** Work order **
In the text on the Caveman skill below, copy word for word the part starting with "Most context-compression work" and going on through "loads that file.".

** Extract to read **
======

What’s novel / different

Most context-compression work targets memory retrieval, chunking, or eviction policies — structural decisions made before the model sees tokens. Caveman operates purely at the style layer: it injects a system-prompt constraint that forces the model to suppress verbose output without altering what it knows or retrieves. This makes it complementary to (not competing with) tiered-loading or RAG approaches. The compress sub-tool applies the same style forcing to persistent memory files, converting them once and keeping a human-readable .original.md backup — a simple write-once pattern that amortises input-token cost across every session that loads that file.

Architecture overview

Core design

Two distinct modes packaged in one skill file:

caveman mode — a system-prompt skill (SKILL.md) that, when activated with /caveman, tells the model to respond in stripped-down prose. Intensity variants (lite / full / ultra) are triggered by suffixing the slash command. The constraint persists for the session until explicitly reset.

======

[Collected data]
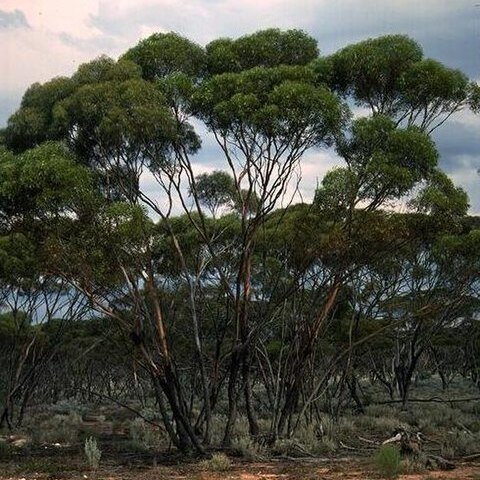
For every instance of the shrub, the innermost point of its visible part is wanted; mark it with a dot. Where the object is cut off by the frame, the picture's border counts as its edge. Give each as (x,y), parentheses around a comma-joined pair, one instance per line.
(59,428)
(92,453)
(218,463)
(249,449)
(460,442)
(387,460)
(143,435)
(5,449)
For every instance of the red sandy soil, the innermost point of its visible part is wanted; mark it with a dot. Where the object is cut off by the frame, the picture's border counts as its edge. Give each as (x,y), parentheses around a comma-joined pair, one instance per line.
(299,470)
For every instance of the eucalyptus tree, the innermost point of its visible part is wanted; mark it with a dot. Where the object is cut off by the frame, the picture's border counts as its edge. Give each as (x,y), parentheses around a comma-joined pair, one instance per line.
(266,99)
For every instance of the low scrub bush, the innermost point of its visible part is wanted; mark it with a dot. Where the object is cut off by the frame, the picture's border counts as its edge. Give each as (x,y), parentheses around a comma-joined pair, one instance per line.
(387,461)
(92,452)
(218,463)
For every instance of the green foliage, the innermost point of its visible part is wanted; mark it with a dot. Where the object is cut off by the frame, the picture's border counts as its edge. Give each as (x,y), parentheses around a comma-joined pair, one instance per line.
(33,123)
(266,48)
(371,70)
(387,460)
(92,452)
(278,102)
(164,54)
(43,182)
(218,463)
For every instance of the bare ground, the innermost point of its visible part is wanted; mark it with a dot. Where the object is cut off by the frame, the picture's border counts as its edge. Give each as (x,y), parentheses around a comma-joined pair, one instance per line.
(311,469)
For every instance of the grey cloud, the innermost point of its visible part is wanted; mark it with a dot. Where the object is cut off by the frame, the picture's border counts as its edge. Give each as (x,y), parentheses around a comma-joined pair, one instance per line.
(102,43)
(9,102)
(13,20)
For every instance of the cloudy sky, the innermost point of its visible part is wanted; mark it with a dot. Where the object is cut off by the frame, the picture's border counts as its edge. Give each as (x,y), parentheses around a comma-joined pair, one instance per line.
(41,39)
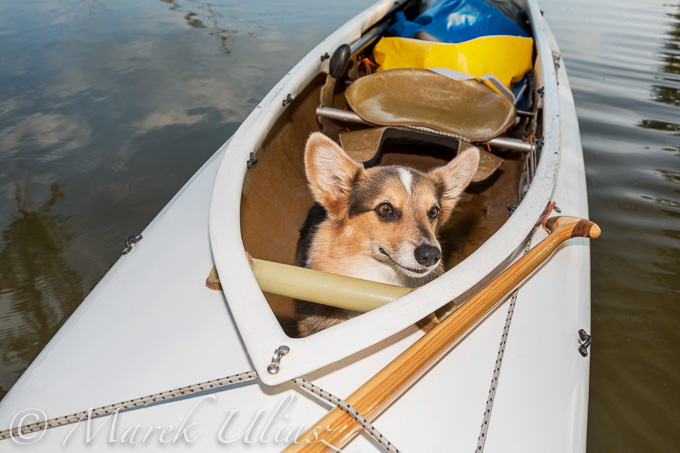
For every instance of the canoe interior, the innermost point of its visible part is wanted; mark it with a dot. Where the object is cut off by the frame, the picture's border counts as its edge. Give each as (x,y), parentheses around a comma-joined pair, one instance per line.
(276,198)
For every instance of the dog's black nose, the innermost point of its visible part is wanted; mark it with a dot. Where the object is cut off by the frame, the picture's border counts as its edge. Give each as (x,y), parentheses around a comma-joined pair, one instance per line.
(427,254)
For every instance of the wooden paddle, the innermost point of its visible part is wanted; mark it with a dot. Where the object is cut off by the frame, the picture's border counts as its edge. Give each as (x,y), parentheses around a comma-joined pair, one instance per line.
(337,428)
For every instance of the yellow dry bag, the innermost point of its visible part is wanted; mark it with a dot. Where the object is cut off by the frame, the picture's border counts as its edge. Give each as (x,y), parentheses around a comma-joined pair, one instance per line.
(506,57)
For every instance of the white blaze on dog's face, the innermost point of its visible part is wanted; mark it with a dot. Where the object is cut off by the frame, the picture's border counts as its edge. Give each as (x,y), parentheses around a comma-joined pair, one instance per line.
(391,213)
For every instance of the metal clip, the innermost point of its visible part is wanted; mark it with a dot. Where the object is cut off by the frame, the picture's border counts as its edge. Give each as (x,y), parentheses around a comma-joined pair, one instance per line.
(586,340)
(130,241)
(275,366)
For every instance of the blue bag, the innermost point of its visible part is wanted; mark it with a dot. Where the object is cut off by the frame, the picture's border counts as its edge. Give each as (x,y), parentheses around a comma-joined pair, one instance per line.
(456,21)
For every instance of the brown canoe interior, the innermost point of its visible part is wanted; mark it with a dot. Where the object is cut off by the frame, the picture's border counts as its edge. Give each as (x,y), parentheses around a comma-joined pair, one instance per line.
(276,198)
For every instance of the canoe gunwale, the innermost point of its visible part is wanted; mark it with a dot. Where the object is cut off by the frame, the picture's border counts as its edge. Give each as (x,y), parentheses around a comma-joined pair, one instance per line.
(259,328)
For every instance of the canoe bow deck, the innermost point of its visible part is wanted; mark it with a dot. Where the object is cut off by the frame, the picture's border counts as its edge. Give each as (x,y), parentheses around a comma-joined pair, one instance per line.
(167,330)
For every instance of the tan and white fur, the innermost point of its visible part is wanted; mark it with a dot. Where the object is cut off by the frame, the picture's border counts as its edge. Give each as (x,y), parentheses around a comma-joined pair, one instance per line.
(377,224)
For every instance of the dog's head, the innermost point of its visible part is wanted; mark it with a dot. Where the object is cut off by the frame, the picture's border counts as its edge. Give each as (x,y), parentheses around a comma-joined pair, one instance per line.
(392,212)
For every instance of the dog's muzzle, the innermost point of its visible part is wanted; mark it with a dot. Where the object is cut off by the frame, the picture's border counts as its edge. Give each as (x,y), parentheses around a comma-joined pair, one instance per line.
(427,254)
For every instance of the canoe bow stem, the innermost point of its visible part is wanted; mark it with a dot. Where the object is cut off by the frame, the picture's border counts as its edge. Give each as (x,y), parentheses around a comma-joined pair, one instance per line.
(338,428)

======

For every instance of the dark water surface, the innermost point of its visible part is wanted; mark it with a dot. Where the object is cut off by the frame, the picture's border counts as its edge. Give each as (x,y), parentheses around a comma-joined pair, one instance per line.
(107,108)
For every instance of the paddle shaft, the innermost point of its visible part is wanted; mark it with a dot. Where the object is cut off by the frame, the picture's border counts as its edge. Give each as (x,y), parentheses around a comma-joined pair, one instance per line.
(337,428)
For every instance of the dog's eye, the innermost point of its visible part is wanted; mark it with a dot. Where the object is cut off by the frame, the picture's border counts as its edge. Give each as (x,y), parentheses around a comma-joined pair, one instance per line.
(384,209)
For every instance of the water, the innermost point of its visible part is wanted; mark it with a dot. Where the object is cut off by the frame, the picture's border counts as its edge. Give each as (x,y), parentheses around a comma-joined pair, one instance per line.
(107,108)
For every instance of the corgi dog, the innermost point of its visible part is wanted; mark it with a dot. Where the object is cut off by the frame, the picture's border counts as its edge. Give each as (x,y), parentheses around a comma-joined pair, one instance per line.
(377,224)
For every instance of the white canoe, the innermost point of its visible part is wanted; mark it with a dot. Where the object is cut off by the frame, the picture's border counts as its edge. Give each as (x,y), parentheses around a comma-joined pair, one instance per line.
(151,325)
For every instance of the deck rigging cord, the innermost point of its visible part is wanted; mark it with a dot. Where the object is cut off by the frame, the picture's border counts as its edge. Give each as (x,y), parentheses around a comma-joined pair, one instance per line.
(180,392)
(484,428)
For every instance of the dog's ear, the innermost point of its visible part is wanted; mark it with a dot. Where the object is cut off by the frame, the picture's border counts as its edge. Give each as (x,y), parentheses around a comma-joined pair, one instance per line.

======

** Answer below **
Most context-compression work targets memory retrieval, chunking, or eviction policies — structural decisions made before the model sees tokens. Caveman operates purely at the style layer: it injects a system-prompt constraint that forces the model to suppress verbose output without altering what it knows or retrieves. This makes it complementary to (not competing with) tiered-loading or RAG approaches. The compress sub-tool applies the same style forcing to persistent memory files, converting them once and keeping a human-readable .original.md backup — a simple write-once pattern that amortises input-token cost across every session that loads that file.